-- Your objective --
Everything in the records should be repeated exactly.

+++

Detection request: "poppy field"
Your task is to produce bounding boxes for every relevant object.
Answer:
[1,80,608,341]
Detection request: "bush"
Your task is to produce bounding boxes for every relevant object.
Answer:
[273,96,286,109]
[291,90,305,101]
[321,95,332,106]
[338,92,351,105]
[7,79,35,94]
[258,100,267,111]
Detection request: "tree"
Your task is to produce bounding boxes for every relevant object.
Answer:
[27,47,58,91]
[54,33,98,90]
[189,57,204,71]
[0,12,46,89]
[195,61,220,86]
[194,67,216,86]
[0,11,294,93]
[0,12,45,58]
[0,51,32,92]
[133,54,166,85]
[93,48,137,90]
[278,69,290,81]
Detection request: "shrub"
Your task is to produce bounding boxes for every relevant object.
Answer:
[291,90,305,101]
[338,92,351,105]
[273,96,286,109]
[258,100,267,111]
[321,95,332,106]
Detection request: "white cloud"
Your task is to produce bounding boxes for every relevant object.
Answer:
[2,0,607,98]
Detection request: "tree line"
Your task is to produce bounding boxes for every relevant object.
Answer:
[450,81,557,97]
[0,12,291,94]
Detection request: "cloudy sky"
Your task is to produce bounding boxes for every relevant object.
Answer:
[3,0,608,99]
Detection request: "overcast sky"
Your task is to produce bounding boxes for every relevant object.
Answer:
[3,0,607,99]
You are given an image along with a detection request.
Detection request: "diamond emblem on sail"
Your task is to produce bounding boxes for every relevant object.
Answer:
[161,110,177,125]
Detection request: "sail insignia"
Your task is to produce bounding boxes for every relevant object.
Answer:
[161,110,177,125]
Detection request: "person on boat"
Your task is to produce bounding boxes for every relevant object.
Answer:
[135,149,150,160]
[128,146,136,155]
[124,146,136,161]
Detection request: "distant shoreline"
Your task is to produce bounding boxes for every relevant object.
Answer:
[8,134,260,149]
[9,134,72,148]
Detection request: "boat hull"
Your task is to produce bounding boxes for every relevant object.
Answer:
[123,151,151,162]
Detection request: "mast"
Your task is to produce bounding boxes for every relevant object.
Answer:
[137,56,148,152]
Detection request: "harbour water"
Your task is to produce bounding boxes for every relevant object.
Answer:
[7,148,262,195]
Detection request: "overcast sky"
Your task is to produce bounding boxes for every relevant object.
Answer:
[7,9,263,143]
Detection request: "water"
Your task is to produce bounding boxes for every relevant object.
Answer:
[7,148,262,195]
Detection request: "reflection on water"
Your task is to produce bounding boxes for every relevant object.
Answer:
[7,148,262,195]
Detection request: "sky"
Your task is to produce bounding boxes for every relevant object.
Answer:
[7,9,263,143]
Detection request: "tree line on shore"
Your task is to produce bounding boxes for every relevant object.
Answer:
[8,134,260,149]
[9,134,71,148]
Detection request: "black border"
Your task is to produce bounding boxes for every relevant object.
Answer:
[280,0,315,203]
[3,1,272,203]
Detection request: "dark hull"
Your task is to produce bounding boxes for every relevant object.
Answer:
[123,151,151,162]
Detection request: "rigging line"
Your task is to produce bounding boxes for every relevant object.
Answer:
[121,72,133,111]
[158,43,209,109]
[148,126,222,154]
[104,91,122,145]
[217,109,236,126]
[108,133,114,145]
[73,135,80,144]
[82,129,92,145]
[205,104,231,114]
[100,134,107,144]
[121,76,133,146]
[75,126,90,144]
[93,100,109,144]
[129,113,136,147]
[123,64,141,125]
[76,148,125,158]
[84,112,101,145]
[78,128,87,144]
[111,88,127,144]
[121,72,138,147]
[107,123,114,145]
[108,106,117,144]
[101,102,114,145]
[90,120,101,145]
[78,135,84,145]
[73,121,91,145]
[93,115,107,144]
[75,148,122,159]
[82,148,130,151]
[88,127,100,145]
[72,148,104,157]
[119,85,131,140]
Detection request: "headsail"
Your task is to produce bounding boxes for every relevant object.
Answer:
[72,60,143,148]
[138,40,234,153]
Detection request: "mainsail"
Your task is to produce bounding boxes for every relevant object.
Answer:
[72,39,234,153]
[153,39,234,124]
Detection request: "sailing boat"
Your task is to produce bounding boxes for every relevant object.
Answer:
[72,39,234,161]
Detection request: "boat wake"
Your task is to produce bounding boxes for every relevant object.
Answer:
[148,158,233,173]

+++

-- Reply --
Detection request: "poppy field"
Your task is to produce bounding boxes for every relevant object.
Answer:
[1,80,608,341]
Detection request: "bush"
Your task is to produce bounding boxes for every relevant object.
Answer:
[273,96,286,109]
[291,90,305,101]
[321,95,332,106]
[338,92,351,105]
[7,79,35,94]
[258,100,267,111]
Detection request: "tree"
Your task is to produce bounding boxes for every relevant object.
Answer:
[27,47,58,91]
[54,33,98,90]
[189,57,204,71]
[0,12,46,89]
[195,61,220,86]
[194,67,216,86]
[0,11,294,93]
[0,12,45,58]
[0,51,32,92]
[133,54,166,85]
[93,48,137,90]
[278,69,290,81]
Detection request: "shrub"
Your task is to produce bounding boxes for every relevant object.
Answer:
[291,90,305,101]
[338,92,351,105]
[273,96,286,109]
[258,100,267,111]
[321,95,332,106]
Detection request: "white cloud"
Your task is to produce bounding boxes for every relevant object.
Answer:
[2,0,607,98]
Detection request: "tree line"
Your task is to produce bounding boxes for every relevant object.
Answer:
[450,81,557,97]
[0,12,291,94]
Detection request: "cloudy sky"
Your task is to produce bounding boxes for every relevant object.
Answer:
[3,0,608,99]
Detection request: "overcast sky"
Your task is to produce bounding boxes for every relevant object.
Answer:
[3,0,607,99]
You are given an image along with a detection request.
Detection request: "diamond emblem on sail"
Your task is to produce bounding boxes for every relevant object.
Answer:
[161,110,177,125]
Detection request: "sail insignia"
Your task is to produce bounding boxes for every relevant object.
Answer:
[161,110,177,125]
Detection request: "person on boat"
Your task is to produce bounding boxes for every relevant object.
Answer:
[135,149,150,160]
[128,146,136,155]
[124,146,136,161]
Detection request: "distant shoreline"
Your task is to produce bounding boxes for every relevant object.
Answer:
[8,134,260,149]
[9,134,72,148]
Detection request: "boat hull"
Your task is to produce bounding boxes for every relevant object.
Answer:
[123,151,151,162]
Detection request: "mast"
Your task is to produce bounding boxes for every relevant object.
Answer:
[137,56,148,152]
Detection request: "harbour water"
Your task is to produce bounding boxes for every relevant object.
Answer:
[7,148,262,195]
Detection request: "overcast sky"
Your task is to produce bounding boxes for every relevant object.
Answer:
[7,9,263,143]
Detection request: "water"
Your task is to produce bounding boxes for every relevant object.
Answer:
[7,148,262,195]
Detection request: "reflection on water"
Your task is to produce bounding boxes for every relevant object.
Answer:
[7,148,262,195]
Detection request: "sky"
Your task is to produce bounding boxes for every relevant object.
Answer:
[7,9,263,143]
Detection request: "tree line on shore"
Your task is to produce bounding boxes for every relevant object.
Answer:
[8,134,260,149]
[9,134,71,148]
Detection request: "black border"
Your task is to produce bounding boxes for every relevant object.
Answer:
[280,0,315,203]
[3,1,272,203]
Detection request: "dark hull"
Your task is to produce bounding boxes for every relevant object.
Answer:
[123,151,151,162]
Detection request: "rigging line"
Your task is to produce bounding boxes for every relevant object.
Answer:
[121,72,133,111]
[158,43,209,109]
[148,126,222,154]
[104,91,122,145]
[217,109,236,126]
[108,133,114,145]
[73,135,80,144]
[82,129,92,145]
[205,104,231,114]
[100,134,107,144]
[121,76,133,146]
[75,126,90,144]
[93,100,109,144]
[129,113,136,147]
[123,64,141,125]
[76,148,125,158]
[84,112,101,145]
[78,128,87,144]
[111,88,127,144]
[121,72,138,147]
[107,123,114,145]
[108,106,117,144]
[101,102,114,145]
[90,120,101,145]
[78,135,84,145]
[73,121,91,145]
[93,115,107,144]
[75,148,122,159]
[82,148,130,151]
[88,127,100,145]
[72,148,104,157]
[119,85,131,140]
Detection request: "headsail"
Your task is to produce bounding boxes for every relevant object.
Answer:
[72,60,143,148]
[138,40,234,153]
Detection request: "mainsail"
Your task is to produce bounding boxes for every relevant object.
Answer:
[72,39,234,153]
[153,39,234,124]
Detection request: "sailing boat"
Your task is to produce bounding boxes for every relevant object.
Answer:
[72,39,234,161]
Detection request: "boat wake"
Your task is to produce bounding boxes for every relevant object.
Answer:
[148,158,233,173]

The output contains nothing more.